* Study text *
· · · · · · ·

One of the latest smart-city casualties was networking equipment giant Cisco’s Kinetic for Cities software, a dashboard for governments to manage data from their local smart-city projects. Cisco said in December that it would kill the product. Instead of pushing its software, Cisco plans to work with city governments on other efforts involving Internet connectivity. 

Just a few years ago, smart cities had major buzz. The idea was to use machine learning to crunch data collected across cities to, for example, minimize traffic delays and reduce pollution, according to fortune.com. However, some smart city projects had been focused on fixing problems that are no longer as pressing. Reducing traffic and parking now in many cities isn’t as important because many workers no longer commute to downtowns because of shelter-in-place rules.

Now, city governments see “security and safety” as a priority, and have reallocated some of their budgets to solve the problem, Forrester analyst and smart city expert Michele Pelino asserts. She is unsure when more ambitious projects, like using machine learning to optimize traffic lights, will be reinstated. “Where is the money going to come from?” Pelino said.

· · · · · · ·

* Recorded data *
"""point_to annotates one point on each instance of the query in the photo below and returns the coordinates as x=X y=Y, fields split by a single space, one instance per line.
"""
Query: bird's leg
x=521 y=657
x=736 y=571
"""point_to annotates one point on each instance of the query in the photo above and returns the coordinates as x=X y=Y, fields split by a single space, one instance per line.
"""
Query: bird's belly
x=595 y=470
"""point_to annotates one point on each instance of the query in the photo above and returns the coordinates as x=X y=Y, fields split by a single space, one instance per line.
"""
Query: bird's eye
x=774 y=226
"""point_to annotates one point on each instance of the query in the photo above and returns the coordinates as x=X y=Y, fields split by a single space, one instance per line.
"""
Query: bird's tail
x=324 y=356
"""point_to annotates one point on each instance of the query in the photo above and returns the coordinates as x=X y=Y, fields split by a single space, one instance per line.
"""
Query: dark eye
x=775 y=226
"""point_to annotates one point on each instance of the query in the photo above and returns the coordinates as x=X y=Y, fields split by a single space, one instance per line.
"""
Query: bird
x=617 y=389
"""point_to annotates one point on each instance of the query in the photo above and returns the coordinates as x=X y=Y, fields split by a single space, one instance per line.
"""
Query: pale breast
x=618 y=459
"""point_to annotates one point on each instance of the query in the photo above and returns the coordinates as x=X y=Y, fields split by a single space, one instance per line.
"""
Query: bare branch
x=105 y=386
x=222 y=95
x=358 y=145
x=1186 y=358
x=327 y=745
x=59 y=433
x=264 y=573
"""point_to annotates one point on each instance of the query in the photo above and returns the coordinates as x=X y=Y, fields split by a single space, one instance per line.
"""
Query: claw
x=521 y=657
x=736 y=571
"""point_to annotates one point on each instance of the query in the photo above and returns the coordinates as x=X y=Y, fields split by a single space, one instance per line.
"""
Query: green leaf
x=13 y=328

· · · · · · ·

* Task requirements *
Decide whether each statement below agrees with the smart-city text. Answer yes or no, and quote the words from the smart-city text that settle it.
(a) Cisco announced in December that it would end its Kinetic for Cities software.
(b) Michele Pelino knows when projects like optimizing traffic lights will be reinstated.
(c) Reducing traffic and parking has become more important in many cities.

* Solution to this problem *
(a) Yes: "Cisco said in December that it would kill the product."
(b) No: "She is unsure when more ambitious projects, like using machine learning to optimize traffic lights, will be reinstated."
(c) No: "Reducing traffic and parking now in many cities isn’t as important"